*Exercise text*.
City mulls plan for addiction treatment office

VERGENNES — The opening of Massachusetts addiction counseling firm SaVida Health’s office in Vergennes has been delayed while the Vergennes Development Review Board considers its zoning application.
According to a handout provided to city officials, SaVida had planned to see one to eight patients daily at 210-214 Main St., by appointment only, with a staff of up to three.
Vergennes zoning administrator Peter Garon said the board is now deciding whether SaVida’s proposal is a permitted “professional office” in the city’s Central Business District, or a medical office, which is not an allowed use in the downtown Vergennes district.
According to the company handout, SaVida proposes to provide counseling and “medication assisted treatment … for those struggling with opioid and/or alcohol use disorder.” Treatment includes prescribing buprenorphine and naltrexone because “research shows a combination of medication and therapy” can be effective.

*Recorded information*.
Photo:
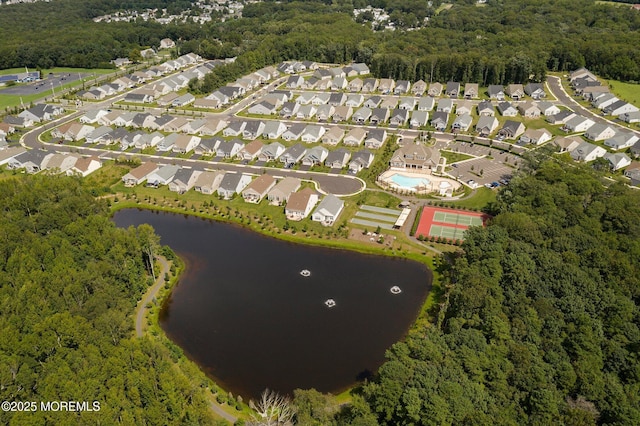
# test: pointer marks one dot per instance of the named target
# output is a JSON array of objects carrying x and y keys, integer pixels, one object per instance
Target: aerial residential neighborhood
[{"x": 251, "y": 212}]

*Task set*.
(A) List the place names that appear in the news article about the proposed addiction treatment office.
(B) In the news article about the proposed addiction treatment office, what two classifications is the Development Review Board choosing between for SaVida's proposal?
(C) Continue the news article about the proposed addiction treatment office in Vergennes from its last sentence.

*Answers by item number*.
(A)
Vergennes
Massachusetts
Main St. (210-214 Main St.)
Central Business District

(B) It is deciding whether the proposal is a permitted "professional office" in the Central Business District or a medical office, which is not an allowed use downtown.

(C)
But the company plans only to prescribe medications and not to dispense onsite. Garon and members of the city council last month said SaVida representatives have told them and the DRB there would be no drugs in the office.
A SaVida representative named on the handout could not be reached for comment via phone or email on Wednesday before deadline.
The city DRB closed its public hearing on SaVida’s application to go into deliberations on Monday, but made no immediate decision, according to Garon. The board’s next scheduled meeting comes on Oct. 21, but Garon said the board might meet before then to rule on SaVida.
“We could have a special meeting to act sooner on it,” Garon said.
At the hearing the DRB accepted a group of 10 residents as an “interested party” to the application. The group includes Alderman David Austin, acting as a private citizen and designated as its spokesperson, and former city mayor and alderman Michael Daniels. An interested party can potentially appeal a decision, as can an applicant.
Garon said some group members spoke against the proposal on Monday, in part stating downtown spaces should be reserved for retail (even though offices are a permitted use) and arguing the zoning point.
At an Aug. 27 city council meeting Alderwoman Lynn Donnelly opposed SaVida’s opening in the Main Street spot in part on the retail grounds, saying, “We worked very hard on the Central Business District … It doesn’t meet the intent of the district.”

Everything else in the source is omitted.